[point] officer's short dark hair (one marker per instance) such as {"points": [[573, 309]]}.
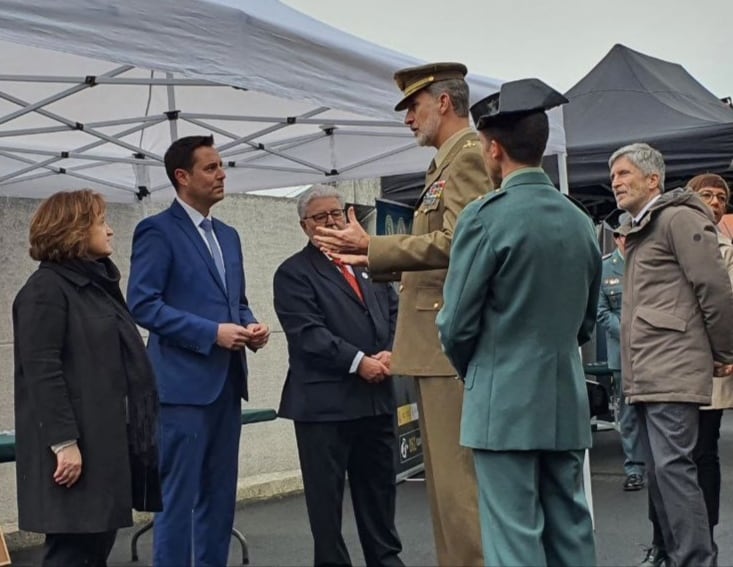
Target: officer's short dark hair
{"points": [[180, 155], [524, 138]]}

* * *

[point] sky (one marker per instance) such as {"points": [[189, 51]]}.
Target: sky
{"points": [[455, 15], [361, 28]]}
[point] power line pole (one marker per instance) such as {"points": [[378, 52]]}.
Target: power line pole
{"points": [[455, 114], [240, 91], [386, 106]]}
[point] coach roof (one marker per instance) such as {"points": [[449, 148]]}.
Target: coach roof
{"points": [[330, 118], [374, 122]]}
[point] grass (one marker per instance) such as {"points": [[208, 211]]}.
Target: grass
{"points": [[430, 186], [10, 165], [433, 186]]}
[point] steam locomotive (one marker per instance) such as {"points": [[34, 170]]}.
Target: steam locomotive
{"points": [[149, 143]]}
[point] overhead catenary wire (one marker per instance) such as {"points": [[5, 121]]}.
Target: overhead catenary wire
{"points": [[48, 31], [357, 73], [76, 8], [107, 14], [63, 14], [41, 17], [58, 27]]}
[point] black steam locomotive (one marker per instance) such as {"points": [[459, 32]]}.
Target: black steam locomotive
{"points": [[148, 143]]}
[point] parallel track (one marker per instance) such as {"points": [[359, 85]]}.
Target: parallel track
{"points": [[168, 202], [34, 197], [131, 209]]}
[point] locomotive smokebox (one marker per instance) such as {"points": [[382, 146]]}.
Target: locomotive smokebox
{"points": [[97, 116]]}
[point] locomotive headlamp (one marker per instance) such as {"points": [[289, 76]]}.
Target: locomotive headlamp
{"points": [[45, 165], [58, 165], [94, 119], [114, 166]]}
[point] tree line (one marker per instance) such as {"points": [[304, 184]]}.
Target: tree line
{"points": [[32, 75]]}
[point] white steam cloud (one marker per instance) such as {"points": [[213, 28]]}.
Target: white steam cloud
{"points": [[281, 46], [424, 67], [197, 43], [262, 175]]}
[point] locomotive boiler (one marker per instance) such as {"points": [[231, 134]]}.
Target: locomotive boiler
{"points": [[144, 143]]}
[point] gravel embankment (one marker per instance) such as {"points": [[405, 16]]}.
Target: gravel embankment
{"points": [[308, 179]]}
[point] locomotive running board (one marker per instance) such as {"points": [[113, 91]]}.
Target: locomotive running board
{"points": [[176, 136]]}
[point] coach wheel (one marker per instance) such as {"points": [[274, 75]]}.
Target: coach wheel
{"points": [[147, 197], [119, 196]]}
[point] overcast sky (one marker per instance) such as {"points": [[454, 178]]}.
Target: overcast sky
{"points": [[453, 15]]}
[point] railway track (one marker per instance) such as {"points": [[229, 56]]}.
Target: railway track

...

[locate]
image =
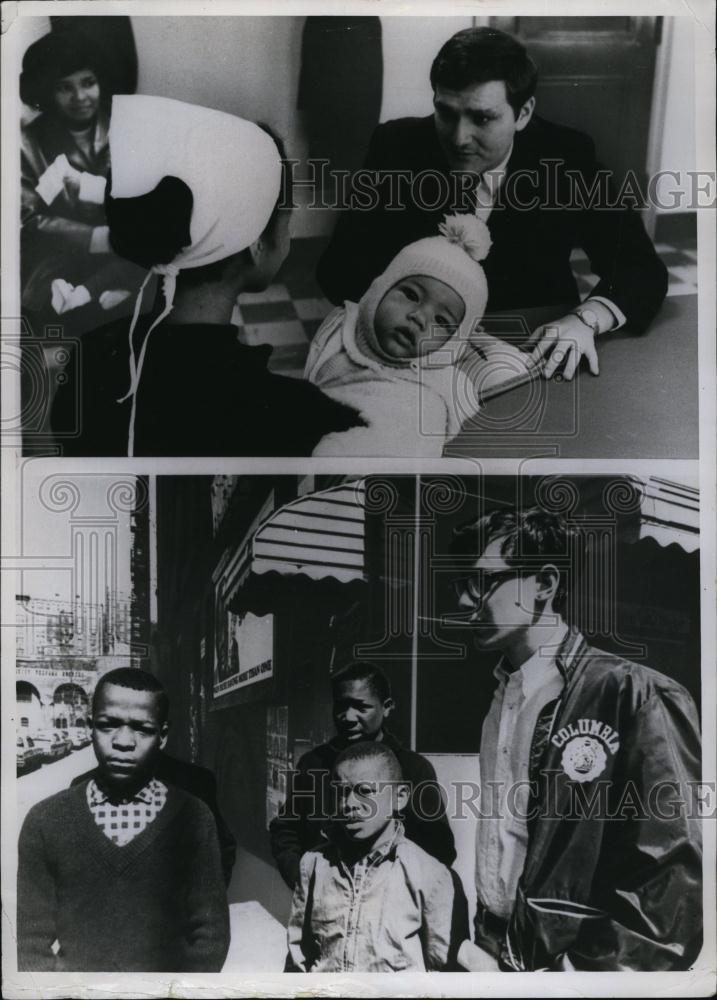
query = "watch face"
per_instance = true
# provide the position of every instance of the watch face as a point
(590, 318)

• Task statement: Rewrite the rows in the part that opens with the line containing "[point] grass (one" and closes with the line containing "Target: railway track", replacing "locomotive" with "engine" and leaving everything else unchanged. Give back only that part.

• Exercise response:
[point] grass (one marker per instance) such as {"points": [[208, 211]]}.
Target: grass
{"points": [[430, 186], [10, 165], [433, 186]]}
[point] steam engine (one marker per instance) such as {"points": [[34, 170]]}.
Target: steam engine
{"points": [[149, 143]]}
[point] overhead catenary wire (one marker per instance) such as {"points": [[5, 121]]}.
Target: overhead catenary wire
{"points": [[48, 31], [357, 73], [76, 8], [107, 14], [63, 14], [41, 17], [58, 27]]}
[point] black steam engine (one marker per instance) such as {"points": [[459, 32]]}.
Target: black steam engine
{"points": [[148, 143]]}
[point] parallel track (one marker per instance) such as {"points": [[359, 85]]}.
Target: parallel track
{"points": [[168, 202], [34, 197], [131, 209]]}
[point] engine smokebox (one marker per instance) such as {"points": [[382, 146]]}.
Target: engine smokebox
{"points": [[97, 116]]}
[point] engine headlamp (one marker per instance) such as {"points": [[289, 76]]}.
Target: engine headlamp
{"points": [[45, 165], [58, 165], [94, 119], [114, 166]]}
[point] tree line (one marker per instance) such as {"points": [[304, 184]]}.
Target: tree line
{"points": [[32, 75]]}
[point] white steam cloud (one marker per instance) such as {"points": [[213, 28]]}.
Target: white steam cloud
{"points": [[281, 46], [424, 67], [197, 43], [262, 175]]}
[point] engine boiler (one marker per instance) such as {"points": [[231, 134]]}.
Target: engine boiler
{"points": [[144, 143]]}
[point] gravel embankment (one marker per instance) such as {"points": [[405, 16]]}.
Target: gravel embankment
{"points": [[308, 179]]}
[point] engine running board (one marker per instance) such as {"points": [[113, 91]]}.
Target: engine running board
{"points": [[176, 136]]}
[point] coach wheel (one marker per instance) such as {"points": [[274, 75]]}.
Target: coach wheel
{"points": [[147, 197], [119, 196]]}
[point] overcast sky (one marker per instance) such as {"points": [[454, 178]]}.
Target: overcast sky
{"points": [[453, 15]]}
[point] railway track (one marker per instance) such as {"points": [[229, 56]]}.
Target: railway track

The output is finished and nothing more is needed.